Material for this task:
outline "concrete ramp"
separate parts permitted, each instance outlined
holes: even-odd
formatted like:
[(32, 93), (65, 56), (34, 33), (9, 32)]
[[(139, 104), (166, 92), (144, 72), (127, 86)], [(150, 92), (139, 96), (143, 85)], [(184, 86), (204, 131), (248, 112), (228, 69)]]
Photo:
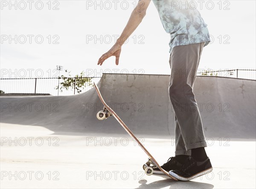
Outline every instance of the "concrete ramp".
[[(174, 136), (169, 77), (103, 74), (98, 85), (105, 101), (134, 134), (169, 137)], [(197, 78), (194, 92), (206, 137), (255, 140), (256, 84), (252, 80)], [(113, 117), (97, 120), (96, 114), (102, 105), (94, 88), (73, 96), (0, 99), (1, 123), (43, 126), (67, 135), (126, 133)]]

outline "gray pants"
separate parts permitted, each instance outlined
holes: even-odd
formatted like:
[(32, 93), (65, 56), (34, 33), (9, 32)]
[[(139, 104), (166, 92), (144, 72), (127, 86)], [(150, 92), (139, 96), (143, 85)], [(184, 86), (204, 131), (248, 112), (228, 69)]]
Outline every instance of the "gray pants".
[(170, 100), (175, 114), (175, 155), (207, 147), (193, 87), (204, 42), (177, 46), (170, 56)]

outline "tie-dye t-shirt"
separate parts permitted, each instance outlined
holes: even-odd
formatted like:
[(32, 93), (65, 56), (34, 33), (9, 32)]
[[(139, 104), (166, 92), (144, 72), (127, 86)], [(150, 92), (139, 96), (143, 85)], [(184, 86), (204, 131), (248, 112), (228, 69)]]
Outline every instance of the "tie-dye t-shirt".
[(171, 35), (171, 53), (179, 45), (210, 42), (207, 25), (195, 5), (188, 1), (152, 0), (158, 11), (163, 26)]

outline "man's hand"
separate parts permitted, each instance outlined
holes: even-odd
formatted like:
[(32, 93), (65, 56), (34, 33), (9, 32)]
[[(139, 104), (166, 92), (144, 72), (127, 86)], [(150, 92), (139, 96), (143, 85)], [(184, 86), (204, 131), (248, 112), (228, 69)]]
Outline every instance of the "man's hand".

Written instruction: Return all of the entries above verbatim, omitting the pictures.

Result of this task:
outline "concrete ramp"
separate parts permitted, each instance outlined
holes: even-odd
formatted like:
[(32, 93), (65, 56), (34, 33), (9, 32)]
[[(139, 104), (166, 92), (144, 72), (127, 86)], [(150, 92), (139, 96), (143, 85)], [(184, 86), (204, 131), (248, 112), (228, 69)]]
Photo:
Outline every instance of the "concrete ramp".
[[(174, 136), (169, 77), (103, 74), (98, 85), (105, 101), (134, 134), (169, 137)], [(197, 78), (194, 92), (206, 137), (255, 140), (256, 84), (252, 80)], [(113, 117), (97, 120), (96, 114), (102, 105), (94, 88), (73, 96), (0, 99), (1, 123), (43, 126), (67, 135), (126, 133)]]

outline "gray pants"
separate parts permitted, each instance outlined
holes: even-odd
formatted like:
[(32, 93), (65, 56), (34, 33), (9, 32)]
[[(139, 104), (166, 92), (144, 72), (127, 86)], [(150, 92), (139, 96), (143, 85)], [(184, 86), (204, 131), (248, 112), (228, 69)]]
Outline every instance of the "gray pants".
[(170, 100), (175, 114), (175, 155), (207, 147), (193, 87), (204, 42), (177, 46), (170, 56)]

outline "tie-dye t-shirt"
separate parts permitted, each instance outlined
holes: even-odd
formatted like:
[(32, 93), (65, 56), (34, 33), (9, 32)]
[[(139, 104), (166, 92), (144, 72), (127, 86)], [(150, 92), (139, 96), (143, 85)], [(184, 86), (204, 131), (248, 112), (228, 69)]]
Outline every instance of the "tie-dye t-shirt".
[(171, 35), (171, 53), (179, 45), (210, 42), (207, 25), (195, 5), (188, 1), (152, 0), (158, 11), (163, 26)]

outline "man's hand"
separate parts permitted, each instance outlined
holes: even-odd
formatted like:
[(32, 93), (65, 56), (34, 33), (9, 32)]
[[(139, 104), (166, 92), (144, 72), (127, 86)], [(150, 92), (139, 96), (143, 85)], [(184, 86), (204, 131), (248, 112), (228, 69)]]
Outline every instance of the "man's hand".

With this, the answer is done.